:: Short task ::
Output these lines as a numbered list, omitting any blank lines, and include every one of them.

====== Records shown

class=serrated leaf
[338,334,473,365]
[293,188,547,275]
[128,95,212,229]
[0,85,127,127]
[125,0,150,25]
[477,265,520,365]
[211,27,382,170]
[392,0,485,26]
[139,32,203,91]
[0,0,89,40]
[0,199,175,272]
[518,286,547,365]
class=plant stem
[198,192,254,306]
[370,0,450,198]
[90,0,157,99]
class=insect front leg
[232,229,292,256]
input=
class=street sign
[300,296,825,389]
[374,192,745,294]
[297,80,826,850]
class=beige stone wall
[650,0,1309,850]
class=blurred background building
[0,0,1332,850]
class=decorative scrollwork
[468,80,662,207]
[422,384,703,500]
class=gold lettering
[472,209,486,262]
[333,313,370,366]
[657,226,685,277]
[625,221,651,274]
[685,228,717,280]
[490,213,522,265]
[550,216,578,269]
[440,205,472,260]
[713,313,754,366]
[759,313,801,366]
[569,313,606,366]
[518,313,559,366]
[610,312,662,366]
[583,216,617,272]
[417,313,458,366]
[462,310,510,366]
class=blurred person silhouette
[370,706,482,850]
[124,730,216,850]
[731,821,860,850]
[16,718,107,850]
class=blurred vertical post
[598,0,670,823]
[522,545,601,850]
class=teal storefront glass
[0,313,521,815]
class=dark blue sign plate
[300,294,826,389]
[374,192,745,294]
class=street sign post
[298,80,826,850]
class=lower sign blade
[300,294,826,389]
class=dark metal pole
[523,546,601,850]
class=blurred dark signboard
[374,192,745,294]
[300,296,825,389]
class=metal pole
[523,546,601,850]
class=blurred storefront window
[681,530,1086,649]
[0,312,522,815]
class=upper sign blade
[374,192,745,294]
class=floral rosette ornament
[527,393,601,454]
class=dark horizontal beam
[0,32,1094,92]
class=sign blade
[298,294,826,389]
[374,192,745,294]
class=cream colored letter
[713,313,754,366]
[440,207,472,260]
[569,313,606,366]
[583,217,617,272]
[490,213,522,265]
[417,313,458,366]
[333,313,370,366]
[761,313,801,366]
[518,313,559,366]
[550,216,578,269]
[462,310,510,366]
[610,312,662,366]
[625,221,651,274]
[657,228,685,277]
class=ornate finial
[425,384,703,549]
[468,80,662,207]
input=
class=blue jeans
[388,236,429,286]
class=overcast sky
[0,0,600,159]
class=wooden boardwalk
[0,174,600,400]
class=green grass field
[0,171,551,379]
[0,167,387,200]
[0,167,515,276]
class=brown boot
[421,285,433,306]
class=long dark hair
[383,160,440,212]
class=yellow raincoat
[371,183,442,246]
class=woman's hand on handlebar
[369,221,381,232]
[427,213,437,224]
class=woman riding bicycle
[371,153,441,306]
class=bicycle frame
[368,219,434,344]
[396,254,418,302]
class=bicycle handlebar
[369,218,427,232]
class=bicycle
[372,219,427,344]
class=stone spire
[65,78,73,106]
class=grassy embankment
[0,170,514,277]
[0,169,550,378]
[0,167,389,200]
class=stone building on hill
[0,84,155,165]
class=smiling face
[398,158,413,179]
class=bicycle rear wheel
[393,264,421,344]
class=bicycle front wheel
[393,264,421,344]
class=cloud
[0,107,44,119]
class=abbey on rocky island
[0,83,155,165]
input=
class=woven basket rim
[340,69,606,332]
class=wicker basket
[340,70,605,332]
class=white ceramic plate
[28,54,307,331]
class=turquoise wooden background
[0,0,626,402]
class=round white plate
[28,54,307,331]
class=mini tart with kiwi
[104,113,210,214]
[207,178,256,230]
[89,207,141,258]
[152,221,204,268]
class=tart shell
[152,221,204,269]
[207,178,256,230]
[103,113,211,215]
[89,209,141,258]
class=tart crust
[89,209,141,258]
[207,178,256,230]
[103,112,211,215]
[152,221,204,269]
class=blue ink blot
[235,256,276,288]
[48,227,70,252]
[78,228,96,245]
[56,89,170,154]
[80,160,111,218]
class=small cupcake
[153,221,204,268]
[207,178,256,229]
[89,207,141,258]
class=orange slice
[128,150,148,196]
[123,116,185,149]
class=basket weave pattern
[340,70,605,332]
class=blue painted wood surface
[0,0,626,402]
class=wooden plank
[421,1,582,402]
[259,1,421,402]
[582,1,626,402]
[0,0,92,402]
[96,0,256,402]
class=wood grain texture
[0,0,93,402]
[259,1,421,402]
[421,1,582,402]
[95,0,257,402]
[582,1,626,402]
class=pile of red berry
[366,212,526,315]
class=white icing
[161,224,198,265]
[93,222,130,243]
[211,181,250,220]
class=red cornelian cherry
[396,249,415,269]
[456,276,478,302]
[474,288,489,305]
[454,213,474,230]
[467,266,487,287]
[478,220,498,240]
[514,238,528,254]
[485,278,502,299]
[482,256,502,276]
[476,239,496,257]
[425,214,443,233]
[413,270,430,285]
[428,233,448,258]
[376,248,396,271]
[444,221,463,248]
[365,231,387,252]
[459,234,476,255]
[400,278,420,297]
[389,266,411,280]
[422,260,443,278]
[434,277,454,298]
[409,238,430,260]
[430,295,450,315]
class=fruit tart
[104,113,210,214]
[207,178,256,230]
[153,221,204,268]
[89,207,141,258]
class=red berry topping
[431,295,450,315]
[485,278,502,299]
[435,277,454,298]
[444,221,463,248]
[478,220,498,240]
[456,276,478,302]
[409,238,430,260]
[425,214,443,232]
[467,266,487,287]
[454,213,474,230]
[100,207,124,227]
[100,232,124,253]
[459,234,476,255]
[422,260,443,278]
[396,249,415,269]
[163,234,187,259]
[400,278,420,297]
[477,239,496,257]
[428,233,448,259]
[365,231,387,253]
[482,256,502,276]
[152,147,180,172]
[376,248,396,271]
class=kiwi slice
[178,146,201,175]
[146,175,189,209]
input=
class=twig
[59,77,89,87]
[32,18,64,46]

============

:: The result ::
1. class=serrated leaf
2. [338,334,473,365]
3. [293,188,547,275]
4. [128,95,212,229]
5. [0,85,127,127]
6. [125,0,150,25]
7. [477,265,520,365]
8. [211,27,382,170]
9. [392,0,485,26]
10. [139,32,203,91]
11. [0,0,89,40]
12. [0,199,175,272]
13. [518,286,547,365]
14. class=plant stem
15. [198,192,254,306]
16. [370,0,450,198]
17. [90,0,157,99]
18. class=insect front leg
19. [232,229,292,256]
20. input=
21. class=street sign
22. [300,296,825,389]
23. [374,192,745,294]
24. [297,80,826,850]
25. class=beige stone wall
26. [650,0,1309,850]
27. class=blurred background building
28. [0,0,1332,850]
29. class=decorative scrollwork
30. [468,80,662,207]
31. [422,384,703,500]
32. class=gold lettering
33. [472,209,486,262]
34. [333,313,370,366]
35. [657,226,685,277]
36. [625,221,651,274]
37. [685,228,717,280]
38. [490,213,522,265]
39. [550,216,578,269]
40. [440,205,472,260]
41. [713,313,754,366]
42. [759,313,801,366]
43. [569,313,606,366]
44. [518,313,559,366]
45. [610,312,662,366]
46. [583,216,617,272]
47. [417,313,458,366]
48. [462,310,510,366]
49. class=blurred person silhouette
50. [370,706,482,850]
51. [124,730,216,850]
52. [731,821,860,850]
53. [16,718,107,850]
54. class=blurred vertical post
55. [598,0,670,823]
56. [522,545,601,850]
57. class=teal storefront glass
58. [0,313,521,815]
59. class=dark blue sign plate
60. [300,294,826,389]
61. [374,192,745,294]
62. class=street sign post
63. [298,80,826,850]
64. class=lower sign blade
65. [300,294,826,389]
66. class=dark metal pole
67. [523,546,601,850]
68. class=blurred dark signboard
69. [374,192,745,294]
70. [300,296,825,389]
71. class=metal pole
72. [523,546,601,850]
73. class=blurred storefront window
74. [681,530,1086,649]
75. [0,312,522,815]
76. class=upper sign blade
77. [374,192,745,294]
78. class=floral rosette ornament
79. [527,393,601,454]
80. class=dark horizontal beam
81. [0,32,1094,92]
82. class=sign blade
83. [298,294,826,389]
84. [374,192,745,294]
85. class=cream colored letter
86. [713,313,754,366]
87. [440,207,472,260]
88. [569,313,606,366]
89. [583,217,617,272]
90. [490,213,522,265]
91. [417,313,458,366]
92. [333,313,370,366]
93. [761,313,801,366]
94. [518,313,559,366]
95. [550,216,578,269]
96. [462,310,510,366]
97. [610,312,662,366]
98. [625,221,651,274]
99. [657,228,685,277]
100. class=ornate finial
101. [425,384,703,549]
102. [468,80,662,207]
103. input=
104. class=blue jeans
105. [388,236,429,286]
106. class=overcast sky
107. [0,0,600,159]
108. class=wooden boardwalk
109. [0,174,600,400]
110. class=green grass field
111. [0,171,551,379]
112. [0,167,387,200]
113. [0,167,515,276]
114. class=brown boot
115. [421,285,433,306]
116. class=long dark hair
117. [383,160,440,212]
118. class=yellow raincoat
119. [371,183,442,246]
120. class=woman's hand on handlebar
121. [369,221,381,232]
122. [427,213,437,224]
123. class=woman riding bicycle
124. [371,153,441,306]
125. class=bicycle frame
126. [368,219,434,344]
127. [396,254,418,302]
128. class=bicycle handlebar
129. [369,218,427,232]
130. class=bicycle
131. [372,219,427,344]
132. class=stone spire
133. [65,78,73,106]
134. class=grassy embankment
135. [0,170,514,277]
136. [0,169,550,378]
137. [0,167,389,200]
138. class=stone building on hill
139. [0,84,155,165]
140. class=smiling face
141. [398,158,413,179]
142. class=bicycle rear wheel
143. [393,264,421,344]
144. class=bicycle front wheel
145. [393,264,421,344]
146. class=cloud
147. [0,107,44,119]
148. class=abbey on rocky island
149. [0,83,155,165]
150. input=
151. class=woven basket rim
152. [340,69,606,332]
153. class=wicker basket
154. [340,70,605,332]
155. class=white ceramic plate
156. [28,54,307,331]
157. class=turquoise wooden background
158. [0,0,626,402]
159. class=round white plate
160. [28,54,307,331]
161. class=mini tart with kiwi
162. [104,113,210,214]
163. [207,178,256,230]
164. [89,207,141,258]
165. [152,221,204,268]
166. class=tart shell
167. [152,221,204,269]
168. [207,178,256,230]
169. [103,113,211,215]
170. [89,209,141,258]
171. class=tart crust
172. [89,209,141,258]
173. [207,178,256,230]
174. [103,112,211,215]
175. [152,221,204,269]
176. class=blue ink blot
177. [235,256,276,288]
178. [48,227,70,252]
179. [78,228,96,245]
180. [56,89,170,154]
181. [80,160,111,218]
182. class=small cupcake
183. [153,221,204,268]
184. [207,178,256,229]
185. [89,207,141,258]
186. class=orange slice
187. [128,150,148,196]
188. [123,116,185,149]
189. class=basket weave pattern
190. [340,70,605,332]
191. class=blue painted wood surface
192. [0,0,626,402]
193. class=wooden plank
194. [421,1,582,402]
195. [259,1,421,402]
196. [582,1,626,402]
197. [0,0,92,402]
198. [96,0,256,402]
199. class=wood grain texture
200. [0,0,93,402]
201. [259,1,421,402]
202. [421,1,582,402]
203. [95,0,257,402]
204. [582,1,626,402]
205. class=pile of red berry
206. [366,212,526,315]
207. class=white icing
208. [161,224,198,265]
209. [93,222,130,243]
210. [211,181,250,220]
211. class=red cornelian cherry
212. [396,249,415,269]
213. [456,276,478,302]
214. [474,288,489,305]
215. [454,213,474,230]
216. [467,266,487,287]
217. [478,220,498,240]
218. [514,238,528,254]
219. [485,278,502,299]
220. [482,256,502,276]
221. [476,239,496,257]
222. [425,214,443,233]
223. [413,270,430,285]
224. [428,233,448,258]
225. [376,248,396,271]
226. [444,221,463,248]
227. [365,231,387,252]
228. [459,234,476,255]
229. [400,278,420,297]
230. [389,266,411,280]
231. [422,260,443,278]
232. [434,277,454,298]
233. [409,238,430,260]
234. [430,295,450,315]
235. class=fruit tart
236. [104,113,210,214]
237. [207,178,256,230]
238. [153,221,204,268]
239. [89,207,141,258]
240. class=red berry topping
241. [431,295,450,315]
242. [485,278,502,299]
243. [435,277,454,298]
244. [444,221,463,248]
245. [478,220,498,240]
246. [456,276,478,302]
247. [409,238,430,260]
248. [425,214,443,232]
249. [467,266,487,287]
250. [454,213,474,230]
251. [100,207,124,227]
252. [100,232,124,253]
253. [459,234,476,255]
254. [422,260,443,278]
255. [396,249,415,269]
256. [163,234,187,259]
257. [400,278,420,297]
258. [477,239,496,257]
259. [428,233,448,259]
260. [365,231,387,253]
261. [482,256,502,276]
262. [152,147,180,172]
263. [376,248,396,271]
264. class=kiwi slice
265. [178,146,201,175]
266. [146,175,189,209]
267. input=
268. class=twig
269. [59,77,89,87]
270. [32,18,64,46]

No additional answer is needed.